Detection annotation records:
================

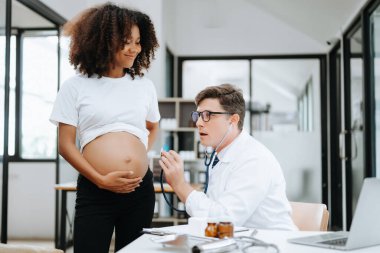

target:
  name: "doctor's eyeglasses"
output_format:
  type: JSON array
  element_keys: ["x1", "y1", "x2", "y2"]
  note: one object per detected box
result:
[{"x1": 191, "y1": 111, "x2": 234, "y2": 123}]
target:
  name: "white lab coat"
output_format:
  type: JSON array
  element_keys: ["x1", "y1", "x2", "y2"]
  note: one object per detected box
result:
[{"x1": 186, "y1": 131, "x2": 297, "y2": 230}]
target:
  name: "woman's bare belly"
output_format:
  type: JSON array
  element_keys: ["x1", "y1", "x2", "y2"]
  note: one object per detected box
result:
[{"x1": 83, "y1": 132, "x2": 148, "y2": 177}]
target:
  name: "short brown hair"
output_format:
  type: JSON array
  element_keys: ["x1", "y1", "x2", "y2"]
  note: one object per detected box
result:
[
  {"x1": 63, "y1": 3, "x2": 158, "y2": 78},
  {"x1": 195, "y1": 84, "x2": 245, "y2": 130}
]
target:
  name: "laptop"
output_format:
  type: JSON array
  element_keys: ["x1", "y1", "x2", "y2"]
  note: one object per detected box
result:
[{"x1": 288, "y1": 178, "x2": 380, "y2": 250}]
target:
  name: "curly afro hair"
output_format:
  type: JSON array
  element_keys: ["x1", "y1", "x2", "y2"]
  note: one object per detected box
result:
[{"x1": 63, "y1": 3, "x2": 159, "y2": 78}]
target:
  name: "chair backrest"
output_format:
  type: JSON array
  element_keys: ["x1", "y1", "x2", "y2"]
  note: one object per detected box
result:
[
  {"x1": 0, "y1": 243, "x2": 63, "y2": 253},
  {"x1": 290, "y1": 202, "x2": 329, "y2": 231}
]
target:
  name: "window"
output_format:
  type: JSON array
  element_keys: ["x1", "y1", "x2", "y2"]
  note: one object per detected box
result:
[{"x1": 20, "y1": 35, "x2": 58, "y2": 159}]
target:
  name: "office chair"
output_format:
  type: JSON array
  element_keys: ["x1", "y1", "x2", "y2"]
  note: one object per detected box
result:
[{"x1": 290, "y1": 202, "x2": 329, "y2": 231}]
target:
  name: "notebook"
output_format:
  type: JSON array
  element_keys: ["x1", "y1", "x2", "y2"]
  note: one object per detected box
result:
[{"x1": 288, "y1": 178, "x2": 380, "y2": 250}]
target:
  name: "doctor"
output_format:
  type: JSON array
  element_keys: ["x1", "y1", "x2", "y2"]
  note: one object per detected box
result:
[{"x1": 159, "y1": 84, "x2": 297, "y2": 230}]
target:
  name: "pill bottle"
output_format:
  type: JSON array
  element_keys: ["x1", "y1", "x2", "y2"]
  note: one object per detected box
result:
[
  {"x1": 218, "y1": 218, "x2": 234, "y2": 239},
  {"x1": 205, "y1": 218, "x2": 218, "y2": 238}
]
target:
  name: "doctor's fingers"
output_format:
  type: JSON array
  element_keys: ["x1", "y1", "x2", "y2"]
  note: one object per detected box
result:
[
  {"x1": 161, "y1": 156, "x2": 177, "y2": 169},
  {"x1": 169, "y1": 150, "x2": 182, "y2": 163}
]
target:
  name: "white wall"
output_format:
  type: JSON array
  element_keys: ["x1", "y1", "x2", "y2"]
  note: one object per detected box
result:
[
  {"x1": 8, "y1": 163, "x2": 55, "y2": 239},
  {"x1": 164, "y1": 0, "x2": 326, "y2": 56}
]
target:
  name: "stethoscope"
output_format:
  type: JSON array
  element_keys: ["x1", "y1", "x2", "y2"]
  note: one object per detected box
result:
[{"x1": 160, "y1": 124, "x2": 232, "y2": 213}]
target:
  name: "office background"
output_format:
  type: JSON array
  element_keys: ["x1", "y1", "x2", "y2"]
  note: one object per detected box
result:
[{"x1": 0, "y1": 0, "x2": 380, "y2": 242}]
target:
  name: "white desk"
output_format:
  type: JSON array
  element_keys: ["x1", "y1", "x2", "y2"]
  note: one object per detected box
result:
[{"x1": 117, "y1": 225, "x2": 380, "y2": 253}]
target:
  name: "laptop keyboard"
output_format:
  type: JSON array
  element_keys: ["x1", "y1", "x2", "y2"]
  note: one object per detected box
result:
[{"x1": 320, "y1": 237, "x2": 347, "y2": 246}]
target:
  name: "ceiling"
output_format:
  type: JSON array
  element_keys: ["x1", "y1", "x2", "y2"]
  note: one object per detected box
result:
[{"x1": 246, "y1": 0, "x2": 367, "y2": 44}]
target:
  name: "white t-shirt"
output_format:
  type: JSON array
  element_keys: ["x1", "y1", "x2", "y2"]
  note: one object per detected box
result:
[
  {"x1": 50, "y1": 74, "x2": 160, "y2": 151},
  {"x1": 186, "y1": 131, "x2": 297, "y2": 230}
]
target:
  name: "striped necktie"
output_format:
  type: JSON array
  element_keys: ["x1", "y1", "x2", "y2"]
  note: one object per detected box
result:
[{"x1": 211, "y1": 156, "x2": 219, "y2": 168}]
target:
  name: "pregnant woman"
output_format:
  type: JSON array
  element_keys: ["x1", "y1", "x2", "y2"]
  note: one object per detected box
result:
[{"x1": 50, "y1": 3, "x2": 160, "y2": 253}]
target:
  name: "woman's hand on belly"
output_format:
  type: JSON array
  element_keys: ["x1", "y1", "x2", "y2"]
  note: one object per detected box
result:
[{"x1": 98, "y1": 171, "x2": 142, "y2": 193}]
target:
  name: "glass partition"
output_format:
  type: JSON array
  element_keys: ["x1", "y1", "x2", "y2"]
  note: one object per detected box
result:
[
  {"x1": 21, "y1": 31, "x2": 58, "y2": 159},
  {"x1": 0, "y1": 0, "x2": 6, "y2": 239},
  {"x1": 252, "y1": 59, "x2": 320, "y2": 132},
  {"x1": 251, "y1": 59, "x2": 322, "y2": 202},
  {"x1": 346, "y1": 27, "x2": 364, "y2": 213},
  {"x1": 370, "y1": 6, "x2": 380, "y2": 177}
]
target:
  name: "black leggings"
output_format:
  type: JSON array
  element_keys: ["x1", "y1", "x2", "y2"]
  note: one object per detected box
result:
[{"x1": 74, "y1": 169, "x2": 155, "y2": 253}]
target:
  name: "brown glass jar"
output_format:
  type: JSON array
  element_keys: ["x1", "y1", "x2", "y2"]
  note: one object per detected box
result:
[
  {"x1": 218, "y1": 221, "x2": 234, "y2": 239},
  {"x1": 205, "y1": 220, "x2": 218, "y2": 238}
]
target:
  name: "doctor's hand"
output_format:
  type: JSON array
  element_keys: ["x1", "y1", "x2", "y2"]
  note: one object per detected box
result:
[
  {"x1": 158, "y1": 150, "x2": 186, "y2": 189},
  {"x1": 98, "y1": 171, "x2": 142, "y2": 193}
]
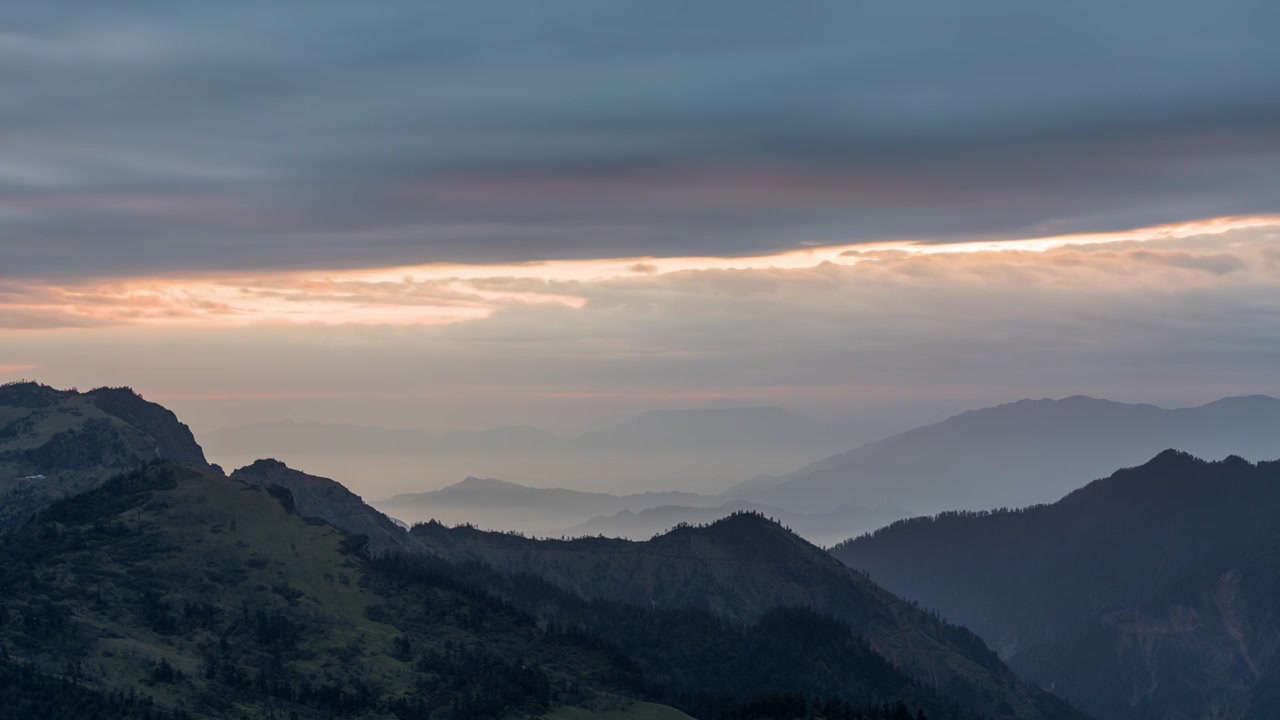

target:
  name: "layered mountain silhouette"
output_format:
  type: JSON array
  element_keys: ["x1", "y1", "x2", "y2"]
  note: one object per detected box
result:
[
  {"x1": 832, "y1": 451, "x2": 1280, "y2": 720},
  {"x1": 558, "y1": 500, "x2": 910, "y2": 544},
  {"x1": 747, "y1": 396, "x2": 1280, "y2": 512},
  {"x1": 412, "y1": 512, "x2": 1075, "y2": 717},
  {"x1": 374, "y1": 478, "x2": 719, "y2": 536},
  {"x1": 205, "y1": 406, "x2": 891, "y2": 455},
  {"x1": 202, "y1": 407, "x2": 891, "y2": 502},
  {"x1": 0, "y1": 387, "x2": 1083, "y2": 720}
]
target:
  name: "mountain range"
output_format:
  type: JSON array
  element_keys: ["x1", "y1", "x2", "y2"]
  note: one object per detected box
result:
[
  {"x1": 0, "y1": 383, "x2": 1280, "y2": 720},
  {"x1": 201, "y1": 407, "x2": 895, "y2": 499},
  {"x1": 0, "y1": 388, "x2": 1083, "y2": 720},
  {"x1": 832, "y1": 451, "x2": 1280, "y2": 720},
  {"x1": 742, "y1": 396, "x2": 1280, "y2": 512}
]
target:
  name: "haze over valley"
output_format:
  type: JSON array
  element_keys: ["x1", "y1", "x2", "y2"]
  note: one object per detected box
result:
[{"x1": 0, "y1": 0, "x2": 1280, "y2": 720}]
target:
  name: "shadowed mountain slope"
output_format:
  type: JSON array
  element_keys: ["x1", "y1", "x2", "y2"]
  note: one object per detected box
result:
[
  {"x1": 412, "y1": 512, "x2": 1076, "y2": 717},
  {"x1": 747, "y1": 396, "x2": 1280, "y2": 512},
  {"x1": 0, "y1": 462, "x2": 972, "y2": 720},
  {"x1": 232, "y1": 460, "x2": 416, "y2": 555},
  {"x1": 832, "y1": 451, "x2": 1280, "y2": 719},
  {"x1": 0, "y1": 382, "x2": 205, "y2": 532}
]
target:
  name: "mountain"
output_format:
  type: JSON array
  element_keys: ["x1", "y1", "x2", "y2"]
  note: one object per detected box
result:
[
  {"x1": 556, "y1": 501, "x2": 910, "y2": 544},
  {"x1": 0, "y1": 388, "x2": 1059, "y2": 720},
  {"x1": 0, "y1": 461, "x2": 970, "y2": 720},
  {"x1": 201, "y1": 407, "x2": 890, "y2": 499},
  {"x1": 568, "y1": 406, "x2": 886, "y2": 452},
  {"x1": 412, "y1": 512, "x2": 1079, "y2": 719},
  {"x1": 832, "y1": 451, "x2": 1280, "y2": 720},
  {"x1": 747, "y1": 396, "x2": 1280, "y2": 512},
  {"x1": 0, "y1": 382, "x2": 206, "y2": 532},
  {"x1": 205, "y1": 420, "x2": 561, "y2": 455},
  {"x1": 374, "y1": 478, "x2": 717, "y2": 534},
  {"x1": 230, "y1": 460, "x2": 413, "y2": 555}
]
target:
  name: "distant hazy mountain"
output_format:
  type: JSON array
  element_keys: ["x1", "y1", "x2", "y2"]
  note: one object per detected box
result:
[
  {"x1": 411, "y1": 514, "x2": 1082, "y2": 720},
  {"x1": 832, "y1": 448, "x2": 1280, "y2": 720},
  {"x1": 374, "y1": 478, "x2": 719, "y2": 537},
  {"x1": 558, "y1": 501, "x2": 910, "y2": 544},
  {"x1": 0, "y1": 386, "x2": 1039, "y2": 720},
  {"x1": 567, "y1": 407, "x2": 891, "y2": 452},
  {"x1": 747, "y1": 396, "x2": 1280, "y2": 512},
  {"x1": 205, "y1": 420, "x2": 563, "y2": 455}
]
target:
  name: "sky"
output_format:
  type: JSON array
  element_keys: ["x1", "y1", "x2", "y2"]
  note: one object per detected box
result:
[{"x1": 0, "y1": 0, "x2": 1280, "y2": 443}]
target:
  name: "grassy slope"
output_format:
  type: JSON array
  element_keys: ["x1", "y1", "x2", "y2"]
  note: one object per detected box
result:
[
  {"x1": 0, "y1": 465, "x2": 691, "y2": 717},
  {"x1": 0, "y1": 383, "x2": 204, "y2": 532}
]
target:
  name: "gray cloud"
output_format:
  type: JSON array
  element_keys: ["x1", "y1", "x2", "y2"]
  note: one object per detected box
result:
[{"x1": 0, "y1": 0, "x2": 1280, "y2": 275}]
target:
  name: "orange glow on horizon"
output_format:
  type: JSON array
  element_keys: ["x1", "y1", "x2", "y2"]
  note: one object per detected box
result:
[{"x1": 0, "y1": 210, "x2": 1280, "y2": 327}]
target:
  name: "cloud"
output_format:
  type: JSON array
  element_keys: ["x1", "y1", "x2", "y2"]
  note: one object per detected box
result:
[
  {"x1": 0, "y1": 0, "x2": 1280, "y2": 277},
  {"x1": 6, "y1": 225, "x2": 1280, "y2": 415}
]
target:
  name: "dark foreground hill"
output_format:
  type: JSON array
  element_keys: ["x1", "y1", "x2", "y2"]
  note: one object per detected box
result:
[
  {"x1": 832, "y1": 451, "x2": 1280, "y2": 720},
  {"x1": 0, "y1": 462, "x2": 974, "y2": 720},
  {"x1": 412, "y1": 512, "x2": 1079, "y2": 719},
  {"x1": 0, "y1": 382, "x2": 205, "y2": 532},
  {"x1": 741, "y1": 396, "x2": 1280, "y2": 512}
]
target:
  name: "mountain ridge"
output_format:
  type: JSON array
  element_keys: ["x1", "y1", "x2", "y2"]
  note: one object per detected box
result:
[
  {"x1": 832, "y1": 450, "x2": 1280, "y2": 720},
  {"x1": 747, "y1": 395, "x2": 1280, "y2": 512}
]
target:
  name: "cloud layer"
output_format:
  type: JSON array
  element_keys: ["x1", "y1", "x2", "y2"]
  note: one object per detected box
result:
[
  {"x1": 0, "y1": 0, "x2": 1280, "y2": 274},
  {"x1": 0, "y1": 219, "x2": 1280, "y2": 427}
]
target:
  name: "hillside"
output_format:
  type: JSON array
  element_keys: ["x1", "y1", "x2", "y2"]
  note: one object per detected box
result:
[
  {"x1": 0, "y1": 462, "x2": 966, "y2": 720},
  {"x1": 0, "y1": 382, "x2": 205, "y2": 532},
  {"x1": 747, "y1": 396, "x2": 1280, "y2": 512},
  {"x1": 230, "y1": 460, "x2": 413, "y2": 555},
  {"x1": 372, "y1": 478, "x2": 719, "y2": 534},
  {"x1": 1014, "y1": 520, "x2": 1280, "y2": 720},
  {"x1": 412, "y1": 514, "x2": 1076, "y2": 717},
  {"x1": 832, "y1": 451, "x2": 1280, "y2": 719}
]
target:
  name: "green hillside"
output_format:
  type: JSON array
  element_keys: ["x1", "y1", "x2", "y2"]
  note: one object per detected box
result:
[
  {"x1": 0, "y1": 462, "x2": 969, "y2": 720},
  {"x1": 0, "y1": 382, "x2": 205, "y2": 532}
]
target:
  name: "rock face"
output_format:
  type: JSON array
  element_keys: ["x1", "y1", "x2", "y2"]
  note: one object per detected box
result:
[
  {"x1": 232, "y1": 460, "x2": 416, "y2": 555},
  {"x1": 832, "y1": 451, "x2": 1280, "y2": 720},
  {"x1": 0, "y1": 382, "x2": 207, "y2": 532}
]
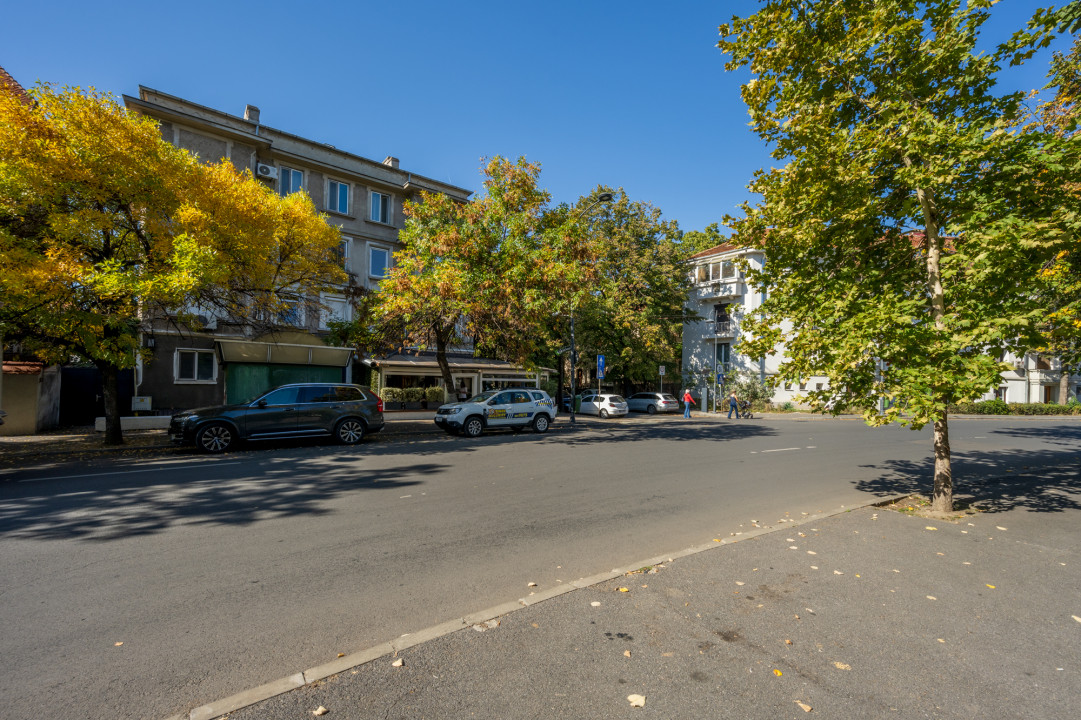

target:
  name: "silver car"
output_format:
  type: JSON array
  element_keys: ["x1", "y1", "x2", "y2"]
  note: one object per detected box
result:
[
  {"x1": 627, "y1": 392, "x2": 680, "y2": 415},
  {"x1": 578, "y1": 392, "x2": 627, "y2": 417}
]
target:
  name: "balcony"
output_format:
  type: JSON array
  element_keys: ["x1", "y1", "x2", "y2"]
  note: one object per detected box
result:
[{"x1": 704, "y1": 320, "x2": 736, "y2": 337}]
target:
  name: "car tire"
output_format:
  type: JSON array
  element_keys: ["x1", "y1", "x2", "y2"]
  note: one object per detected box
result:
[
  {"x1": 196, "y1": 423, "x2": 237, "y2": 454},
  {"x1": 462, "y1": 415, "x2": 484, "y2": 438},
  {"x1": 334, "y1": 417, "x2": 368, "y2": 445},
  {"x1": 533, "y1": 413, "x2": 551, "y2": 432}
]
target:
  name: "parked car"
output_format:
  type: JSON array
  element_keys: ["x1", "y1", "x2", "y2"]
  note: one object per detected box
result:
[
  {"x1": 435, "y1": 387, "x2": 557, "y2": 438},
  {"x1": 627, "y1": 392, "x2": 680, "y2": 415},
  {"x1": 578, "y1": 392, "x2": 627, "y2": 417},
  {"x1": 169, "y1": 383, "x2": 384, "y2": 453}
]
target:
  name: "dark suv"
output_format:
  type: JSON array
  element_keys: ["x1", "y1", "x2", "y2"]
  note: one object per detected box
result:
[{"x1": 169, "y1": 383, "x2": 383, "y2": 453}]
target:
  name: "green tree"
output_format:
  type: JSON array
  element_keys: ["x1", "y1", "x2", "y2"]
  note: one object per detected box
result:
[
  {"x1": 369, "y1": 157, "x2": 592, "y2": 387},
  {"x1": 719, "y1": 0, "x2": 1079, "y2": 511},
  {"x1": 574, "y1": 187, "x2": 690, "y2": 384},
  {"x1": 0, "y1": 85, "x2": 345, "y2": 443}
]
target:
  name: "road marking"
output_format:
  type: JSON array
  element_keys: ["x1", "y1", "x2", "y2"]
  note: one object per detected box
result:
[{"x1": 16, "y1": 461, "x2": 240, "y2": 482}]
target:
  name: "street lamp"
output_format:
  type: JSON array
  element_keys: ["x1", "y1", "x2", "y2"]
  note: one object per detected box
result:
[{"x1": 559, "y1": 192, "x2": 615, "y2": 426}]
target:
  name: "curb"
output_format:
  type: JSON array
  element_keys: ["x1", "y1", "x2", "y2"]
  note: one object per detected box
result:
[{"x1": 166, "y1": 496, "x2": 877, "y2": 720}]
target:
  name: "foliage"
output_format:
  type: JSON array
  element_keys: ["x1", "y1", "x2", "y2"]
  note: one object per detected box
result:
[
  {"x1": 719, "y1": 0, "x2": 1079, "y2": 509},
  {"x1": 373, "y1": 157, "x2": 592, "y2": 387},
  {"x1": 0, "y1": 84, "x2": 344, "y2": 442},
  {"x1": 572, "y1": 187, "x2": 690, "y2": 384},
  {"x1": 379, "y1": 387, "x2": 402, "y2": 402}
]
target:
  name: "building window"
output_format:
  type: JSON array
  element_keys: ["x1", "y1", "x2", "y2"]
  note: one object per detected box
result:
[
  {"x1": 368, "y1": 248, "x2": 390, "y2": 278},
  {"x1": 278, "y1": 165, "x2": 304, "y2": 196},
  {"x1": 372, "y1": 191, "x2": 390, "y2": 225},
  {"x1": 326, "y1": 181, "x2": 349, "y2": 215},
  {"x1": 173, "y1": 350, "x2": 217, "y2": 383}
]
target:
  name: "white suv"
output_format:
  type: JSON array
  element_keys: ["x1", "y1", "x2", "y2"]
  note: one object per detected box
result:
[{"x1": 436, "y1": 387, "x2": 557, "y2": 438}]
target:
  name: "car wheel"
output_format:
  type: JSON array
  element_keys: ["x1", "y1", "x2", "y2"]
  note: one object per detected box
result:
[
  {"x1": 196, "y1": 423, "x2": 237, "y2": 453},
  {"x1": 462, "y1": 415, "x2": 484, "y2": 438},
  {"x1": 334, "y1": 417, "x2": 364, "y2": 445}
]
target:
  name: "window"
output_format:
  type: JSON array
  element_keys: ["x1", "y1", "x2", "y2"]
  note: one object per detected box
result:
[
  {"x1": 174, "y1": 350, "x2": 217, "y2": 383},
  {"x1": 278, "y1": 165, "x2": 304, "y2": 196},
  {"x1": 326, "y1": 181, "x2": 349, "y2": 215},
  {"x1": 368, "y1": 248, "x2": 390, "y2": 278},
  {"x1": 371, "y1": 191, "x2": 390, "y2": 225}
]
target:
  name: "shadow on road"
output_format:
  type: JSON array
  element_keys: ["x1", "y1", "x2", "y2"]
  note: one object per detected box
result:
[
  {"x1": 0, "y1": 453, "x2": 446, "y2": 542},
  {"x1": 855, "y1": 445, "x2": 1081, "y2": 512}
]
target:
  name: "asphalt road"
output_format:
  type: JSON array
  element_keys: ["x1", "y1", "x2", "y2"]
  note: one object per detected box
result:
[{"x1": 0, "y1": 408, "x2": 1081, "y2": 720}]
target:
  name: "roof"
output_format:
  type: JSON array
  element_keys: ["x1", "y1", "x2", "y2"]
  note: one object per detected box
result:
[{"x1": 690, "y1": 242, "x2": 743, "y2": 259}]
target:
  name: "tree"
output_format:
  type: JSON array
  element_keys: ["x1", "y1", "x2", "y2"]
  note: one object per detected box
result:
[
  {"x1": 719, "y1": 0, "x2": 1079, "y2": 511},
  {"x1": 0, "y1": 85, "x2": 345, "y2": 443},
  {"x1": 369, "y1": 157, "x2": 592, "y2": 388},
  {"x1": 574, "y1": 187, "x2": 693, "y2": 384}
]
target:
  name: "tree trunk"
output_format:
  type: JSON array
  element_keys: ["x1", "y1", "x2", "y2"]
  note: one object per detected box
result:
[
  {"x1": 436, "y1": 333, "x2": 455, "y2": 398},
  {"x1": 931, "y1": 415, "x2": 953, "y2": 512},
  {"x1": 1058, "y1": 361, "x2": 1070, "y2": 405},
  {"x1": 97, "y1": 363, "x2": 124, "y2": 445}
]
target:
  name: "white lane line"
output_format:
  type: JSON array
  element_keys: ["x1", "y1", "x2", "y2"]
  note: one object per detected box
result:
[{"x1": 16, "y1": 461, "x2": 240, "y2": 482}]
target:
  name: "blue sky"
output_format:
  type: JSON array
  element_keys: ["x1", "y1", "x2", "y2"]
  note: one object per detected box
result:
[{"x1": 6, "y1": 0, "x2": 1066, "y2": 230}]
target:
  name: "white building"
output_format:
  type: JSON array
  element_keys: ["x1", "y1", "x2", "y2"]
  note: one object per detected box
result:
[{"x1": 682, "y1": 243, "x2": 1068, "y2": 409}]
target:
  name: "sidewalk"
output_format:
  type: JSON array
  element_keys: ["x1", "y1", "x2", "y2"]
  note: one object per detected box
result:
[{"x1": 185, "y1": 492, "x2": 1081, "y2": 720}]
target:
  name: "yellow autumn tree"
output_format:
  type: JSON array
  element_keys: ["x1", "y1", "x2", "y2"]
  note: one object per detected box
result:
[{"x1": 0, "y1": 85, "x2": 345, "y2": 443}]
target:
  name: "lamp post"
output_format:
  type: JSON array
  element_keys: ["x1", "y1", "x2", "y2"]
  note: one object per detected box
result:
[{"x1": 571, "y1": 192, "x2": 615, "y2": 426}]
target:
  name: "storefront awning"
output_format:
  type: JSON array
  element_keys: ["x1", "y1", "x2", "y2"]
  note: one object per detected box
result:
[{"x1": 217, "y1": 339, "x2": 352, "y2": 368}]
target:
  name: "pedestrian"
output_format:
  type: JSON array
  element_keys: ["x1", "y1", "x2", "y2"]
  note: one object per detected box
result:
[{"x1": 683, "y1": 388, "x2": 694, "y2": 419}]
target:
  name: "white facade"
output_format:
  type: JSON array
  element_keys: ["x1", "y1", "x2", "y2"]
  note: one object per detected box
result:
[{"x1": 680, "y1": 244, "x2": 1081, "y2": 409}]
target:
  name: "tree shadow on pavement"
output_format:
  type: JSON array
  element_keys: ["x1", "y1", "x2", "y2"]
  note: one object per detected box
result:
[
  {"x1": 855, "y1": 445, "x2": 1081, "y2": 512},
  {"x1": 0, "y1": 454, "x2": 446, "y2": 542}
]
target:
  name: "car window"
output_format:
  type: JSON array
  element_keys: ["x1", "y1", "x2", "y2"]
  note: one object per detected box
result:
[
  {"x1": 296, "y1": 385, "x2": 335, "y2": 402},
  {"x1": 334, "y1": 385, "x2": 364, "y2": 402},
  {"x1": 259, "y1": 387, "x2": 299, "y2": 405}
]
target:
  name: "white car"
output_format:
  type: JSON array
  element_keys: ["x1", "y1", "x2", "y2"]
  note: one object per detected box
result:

================

* **What is being asked**
Please find each line in the records above that contains the word "chair", and copy every such line.

* **Solution for this problem**
  name: "chair backrest"
  name: "office chair"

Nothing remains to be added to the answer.